*EXERCISE OBJECTIVE:*
Convert the lines of the data below, from the line containing "Target: arid hillside" through the end of the data, into a JSON list of strings with one string per line. Leave out any blank lines.

*GIVEN DATA:*
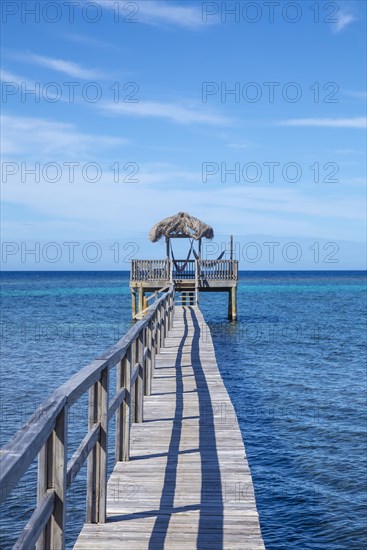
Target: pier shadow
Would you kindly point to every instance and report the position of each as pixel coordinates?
(210, 525)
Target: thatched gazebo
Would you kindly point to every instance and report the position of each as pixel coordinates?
(181, 226)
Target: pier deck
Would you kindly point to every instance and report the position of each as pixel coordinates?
(187, 484)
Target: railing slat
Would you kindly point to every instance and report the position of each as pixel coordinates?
(37, 522)
(81, 454)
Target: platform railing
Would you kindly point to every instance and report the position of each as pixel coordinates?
(167, 270)
(46, 432)
(150, 270)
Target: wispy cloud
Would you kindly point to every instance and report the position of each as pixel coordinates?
(155, 12)
(66, 67)
(356, 122)
(238, 145)
(39, 138)
(357, 94)
(344, 19)
(170, 111)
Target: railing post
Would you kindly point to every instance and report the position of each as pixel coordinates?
(154, 342)
(158, 329)
(148, 361)
(123, 413)
(97, 460)
(52, 464)
(139, 384)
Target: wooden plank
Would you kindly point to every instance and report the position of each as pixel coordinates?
(188, 483)
(37, 522)
(81, 454)
(116, 402)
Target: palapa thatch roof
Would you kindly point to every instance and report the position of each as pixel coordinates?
(181, 225)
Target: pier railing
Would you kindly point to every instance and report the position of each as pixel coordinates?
(166, 270)
(150, 270)
(46, 432)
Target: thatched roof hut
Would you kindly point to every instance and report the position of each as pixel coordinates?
(182, 225)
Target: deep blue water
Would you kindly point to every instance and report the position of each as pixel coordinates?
(294, 365)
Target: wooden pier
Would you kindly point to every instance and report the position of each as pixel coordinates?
(181, 478)
(187, 484)
(190, 277)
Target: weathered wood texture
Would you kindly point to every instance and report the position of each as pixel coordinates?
(46, 432)
(166, 270)
(187, 485)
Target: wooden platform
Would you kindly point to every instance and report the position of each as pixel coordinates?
(188, 485)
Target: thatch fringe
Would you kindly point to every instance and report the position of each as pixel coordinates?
(181, 225)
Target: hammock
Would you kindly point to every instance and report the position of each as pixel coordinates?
(181, 268)
(213, 262)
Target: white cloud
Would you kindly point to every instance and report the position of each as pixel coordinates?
(66, 67)
(170, 111)
(40, 138)
(356, 122)
(157, 12)
(237, 145)
(357, 94)
(344, 19)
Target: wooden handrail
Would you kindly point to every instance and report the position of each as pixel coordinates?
(165, 270)
(46, 432)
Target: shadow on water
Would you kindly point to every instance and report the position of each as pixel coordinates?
(211, 500)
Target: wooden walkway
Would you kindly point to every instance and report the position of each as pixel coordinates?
(187, 485)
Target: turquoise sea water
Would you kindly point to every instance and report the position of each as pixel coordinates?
(294, 365)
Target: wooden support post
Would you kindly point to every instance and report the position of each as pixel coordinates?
(153, 346)
(123, 413)
(97, 460)
(148, 361)
(139, 384)
(158, 330)
(230, 304)
(141, 299)
(234, 302)
(52, 465)
(133, 303)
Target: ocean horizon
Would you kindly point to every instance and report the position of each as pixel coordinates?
(293, 364)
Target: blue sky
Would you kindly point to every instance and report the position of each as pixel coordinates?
(252, 121)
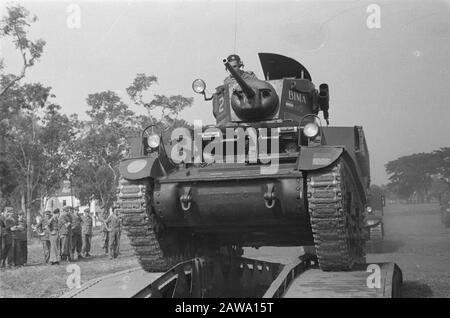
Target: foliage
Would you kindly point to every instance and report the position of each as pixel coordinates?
(416, 174)
(15, 25)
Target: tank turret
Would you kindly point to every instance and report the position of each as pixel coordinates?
(252, 100)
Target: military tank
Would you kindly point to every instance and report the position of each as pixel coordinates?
(290, 180)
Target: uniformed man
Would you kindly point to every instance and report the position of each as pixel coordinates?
(86, 232)
(113, 225)
(65, 234)
(53, 230)
(14, 255)
(237, 64)
(21, 235)
(76, 234)
(2, 234)
(9, 223)
(43, 231)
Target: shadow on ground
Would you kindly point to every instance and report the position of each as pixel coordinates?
(386, 246)
(416, 289)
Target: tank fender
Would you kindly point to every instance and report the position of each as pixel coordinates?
(313, 158)
(141, 167)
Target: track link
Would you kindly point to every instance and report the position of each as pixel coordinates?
(376, 233)
(335, 210)
(144, 231)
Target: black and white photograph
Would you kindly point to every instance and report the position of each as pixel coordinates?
(224, 150)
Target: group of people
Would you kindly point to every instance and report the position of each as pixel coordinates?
(13, 238)
(65, 235)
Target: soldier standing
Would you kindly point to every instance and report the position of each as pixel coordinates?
(86, 232)
(237, 64)
(21, 234)
(14, 255)
(42, 228)
(113, 225)
(53, 229)
(76, 235)
(65, 234)
(105, 233)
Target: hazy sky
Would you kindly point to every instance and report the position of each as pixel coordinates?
(393, 80)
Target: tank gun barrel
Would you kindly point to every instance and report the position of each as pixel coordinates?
(248, 91)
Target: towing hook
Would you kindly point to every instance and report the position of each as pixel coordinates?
(269, 197)
(185, 199)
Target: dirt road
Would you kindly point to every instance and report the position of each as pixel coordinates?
(420, 244)
(415, 239)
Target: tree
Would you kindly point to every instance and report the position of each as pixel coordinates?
(36, 135)
(15, 25)
(414, 174)
(169, 107)
(101, 146)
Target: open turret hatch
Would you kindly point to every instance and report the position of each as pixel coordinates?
(277, 66)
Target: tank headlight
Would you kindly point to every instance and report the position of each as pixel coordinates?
(153, 141)
(199, 86)
(311, 130)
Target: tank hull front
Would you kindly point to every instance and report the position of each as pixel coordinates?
(237, 205)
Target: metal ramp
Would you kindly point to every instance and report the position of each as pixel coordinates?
(236, 277)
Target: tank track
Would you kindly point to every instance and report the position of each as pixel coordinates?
(142, 227)
(336, 214)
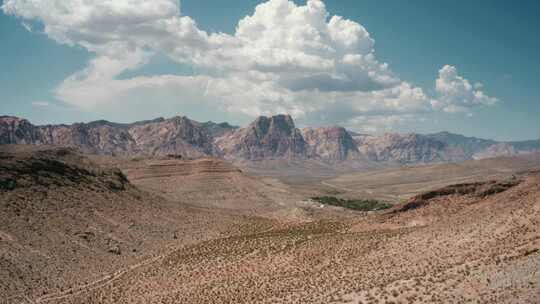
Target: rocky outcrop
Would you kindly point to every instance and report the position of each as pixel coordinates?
(496, 150)
(267, 138)
(331, 144)
(273, 137)
(177, 136)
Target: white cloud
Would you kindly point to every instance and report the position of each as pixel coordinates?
(40, 103)
(456, 94)
(283, 58)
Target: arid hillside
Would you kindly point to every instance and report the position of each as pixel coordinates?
(67, 221)
(471, 242)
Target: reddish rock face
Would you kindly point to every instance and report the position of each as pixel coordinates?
(331, 144)
(177, 135)
(265, 138)
(409, 148)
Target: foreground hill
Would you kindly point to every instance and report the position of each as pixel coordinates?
(68, 221)
(475, 242)
(274, 139)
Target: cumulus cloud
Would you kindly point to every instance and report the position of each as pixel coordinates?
(283, 58)
(456, 94)
(40, 103)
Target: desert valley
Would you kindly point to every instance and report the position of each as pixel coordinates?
(177, 211)
(269, 152)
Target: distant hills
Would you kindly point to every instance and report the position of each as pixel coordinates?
(267, 138)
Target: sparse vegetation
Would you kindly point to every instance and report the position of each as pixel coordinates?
(353, 204)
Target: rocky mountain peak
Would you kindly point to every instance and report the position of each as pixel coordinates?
(330, 143)
(265, 138)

*EXERCISE RESULT:*
[
  "Target: arid hillside",
  "Would you kindly point to every instance and report the position of each as pixel coordinates?",
  "(67, 221)",
  "(471, 242)",
  "Target: reddish rock face",
  "Would you kindly point to every instance and report the position of each as pixel coordinates?",
  "(331, 144)",
  "(177, 135)",
  "(265, 138)",
  "(409, 148)",
  "Target: foreground hill",
  "Would you kindly point to every instance and report the position of each as pixel coordinates?",
  "(68, 221)",
  "(475, 242)",
  "(274, 139)",
  "Target: cumulus cloud",
  "Would you kindly point to every instance and report the position of each as pixel coordinates?",
  "(283, 58)",
  "(456, 94)",
  "(40, 103)",
  "Target: desert valley",
  "Would you kindly point to every instance and report the position of each as pixel coordinates?",
  "(177, 211)",
  "(269, 152)",
  "Target: distant hills",
  "Would you kindly point to every instance and report the position of each as pixel coordinates?",
  "(267, 138)",
  "Target: sparse vegetation",
  "Would you kindly point to every instance and report the position of each as pixel coordinates?",
  "(353, 204)",
  "Target: rocky mountain peak",
  "Would you kindly point to every instance and report the position of each as pixel coordinates?",
  "(330, 143)",
  "(265, 138)"
]